Aim of the task: When you find the line with "positive clicks: (99, 160)" among the records below, reproduce it and each line after it exactly, ending with the line with "78L140 72L131 73L130".

*** Input data

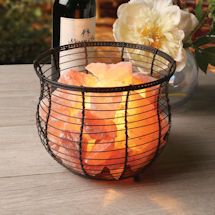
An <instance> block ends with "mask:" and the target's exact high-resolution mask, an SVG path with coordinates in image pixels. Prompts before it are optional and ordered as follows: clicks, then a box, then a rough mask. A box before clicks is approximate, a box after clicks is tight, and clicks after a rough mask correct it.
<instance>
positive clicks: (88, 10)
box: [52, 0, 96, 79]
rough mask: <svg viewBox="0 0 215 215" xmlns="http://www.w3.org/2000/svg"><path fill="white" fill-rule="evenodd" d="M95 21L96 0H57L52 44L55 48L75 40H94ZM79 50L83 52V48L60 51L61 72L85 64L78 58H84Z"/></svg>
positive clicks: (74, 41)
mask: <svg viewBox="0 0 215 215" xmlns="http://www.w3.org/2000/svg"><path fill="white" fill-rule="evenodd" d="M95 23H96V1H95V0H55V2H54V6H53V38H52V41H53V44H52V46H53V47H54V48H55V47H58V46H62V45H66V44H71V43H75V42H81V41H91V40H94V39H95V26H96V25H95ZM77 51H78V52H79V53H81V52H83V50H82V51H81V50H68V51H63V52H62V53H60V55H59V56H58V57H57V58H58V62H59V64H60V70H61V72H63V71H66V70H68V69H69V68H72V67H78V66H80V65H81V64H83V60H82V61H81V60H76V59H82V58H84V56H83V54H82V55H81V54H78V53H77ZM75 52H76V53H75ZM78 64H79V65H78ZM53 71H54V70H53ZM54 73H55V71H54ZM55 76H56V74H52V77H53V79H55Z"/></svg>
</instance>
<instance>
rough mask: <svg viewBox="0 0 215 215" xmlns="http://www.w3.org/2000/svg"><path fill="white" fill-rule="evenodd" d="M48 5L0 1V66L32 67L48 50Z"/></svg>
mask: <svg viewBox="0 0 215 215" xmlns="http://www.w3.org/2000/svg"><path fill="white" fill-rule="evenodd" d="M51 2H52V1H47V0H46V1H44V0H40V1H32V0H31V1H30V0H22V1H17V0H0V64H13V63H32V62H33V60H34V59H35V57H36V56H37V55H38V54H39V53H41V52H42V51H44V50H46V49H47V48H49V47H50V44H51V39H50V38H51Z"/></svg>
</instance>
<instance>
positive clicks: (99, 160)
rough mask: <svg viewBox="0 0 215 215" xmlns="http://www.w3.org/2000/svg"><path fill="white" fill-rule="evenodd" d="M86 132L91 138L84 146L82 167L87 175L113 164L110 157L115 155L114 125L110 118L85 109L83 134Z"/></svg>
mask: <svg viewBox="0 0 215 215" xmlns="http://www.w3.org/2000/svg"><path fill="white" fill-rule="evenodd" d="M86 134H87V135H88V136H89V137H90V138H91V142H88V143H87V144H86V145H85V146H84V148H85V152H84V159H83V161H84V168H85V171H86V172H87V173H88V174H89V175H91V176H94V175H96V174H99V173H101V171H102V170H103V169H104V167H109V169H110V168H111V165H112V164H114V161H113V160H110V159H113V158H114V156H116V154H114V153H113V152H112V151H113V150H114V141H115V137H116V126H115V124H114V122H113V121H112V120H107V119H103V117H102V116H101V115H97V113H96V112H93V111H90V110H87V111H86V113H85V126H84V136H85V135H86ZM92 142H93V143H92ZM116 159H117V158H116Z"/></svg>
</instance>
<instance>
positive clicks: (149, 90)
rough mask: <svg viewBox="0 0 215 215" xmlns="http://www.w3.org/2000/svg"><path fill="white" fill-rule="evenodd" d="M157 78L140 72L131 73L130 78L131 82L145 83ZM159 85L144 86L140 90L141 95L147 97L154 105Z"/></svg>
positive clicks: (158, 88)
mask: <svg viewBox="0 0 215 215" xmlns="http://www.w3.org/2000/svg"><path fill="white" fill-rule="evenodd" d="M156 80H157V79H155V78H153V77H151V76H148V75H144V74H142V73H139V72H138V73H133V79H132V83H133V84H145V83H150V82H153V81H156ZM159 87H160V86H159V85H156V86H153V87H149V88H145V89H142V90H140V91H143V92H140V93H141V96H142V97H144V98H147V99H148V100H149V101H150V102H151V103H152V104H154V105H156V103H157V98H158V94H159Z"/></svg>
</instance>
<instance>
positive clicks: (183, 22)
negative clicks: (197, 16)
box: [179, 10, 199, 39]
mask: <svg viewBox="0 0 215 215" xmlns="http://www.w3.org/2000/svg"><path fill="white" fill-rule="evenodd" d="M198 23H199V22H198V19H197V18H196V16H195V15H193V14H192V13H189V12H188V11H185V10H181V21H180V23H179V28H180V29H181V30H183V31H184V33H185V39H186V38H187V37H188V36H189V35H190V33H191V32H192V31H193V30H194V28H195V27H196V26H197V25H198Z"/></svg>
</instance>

******

Solution to this exercise:
positive clicks: (99, 160)
rough mask: <svg viewBox="0 0 215 215" xmlns="http://www.w3.org/2000/svg"><path fill="white" fill-rule="evenodd" d="M86 132L91 138L84 146L82 167L87 175L113 164L110 157L115 155L114 125L110 118L85 109L83 134Z"/></svg>
mask: <svg viewBox="0 0 215 215" xmlns="http://www.w3.org/2000/svg"><path fill="white" fill-rule="evenodd" d="M86 134H87V135H88V136H89V137H90V138H91V142H88V143H87V144H86V145H85V146H84V148H85V152H84V159H83V161H84V168H85V171H86V172H87V173H88V174H89V175H91V176H94V175H96V174H99V173H101V171H102V170H103V169H104V167H109V169H110V168H111V165H112V164H114V161H113V160H110V159H113V158H114V156H116V154H114V153H113V152H112V151H113V150H114V141H115V137H116V126H115V124H114V122H113V121H112V120H107V119H103V117H102V116H101V115H97V113H96V112H93V111H90V110H87V111H86V113H85V126H84V136H85V135H86ZM92 142H93V143H92ZM116 159H117V158H116Z"/></svg>
</instance>
<instance>
positive clicks: (149, 90)
rough mask: <svg viewBox="0 0 215 215" xmlns="http://www.w3.org/2000/svg"><path fill="white" fill-rule="evenodd" d="M157 78L140 72L131 73L130 78L131 82L145 83ZM159 85L144 86L140 90L141 95L147 97L154 105Z"/></svg>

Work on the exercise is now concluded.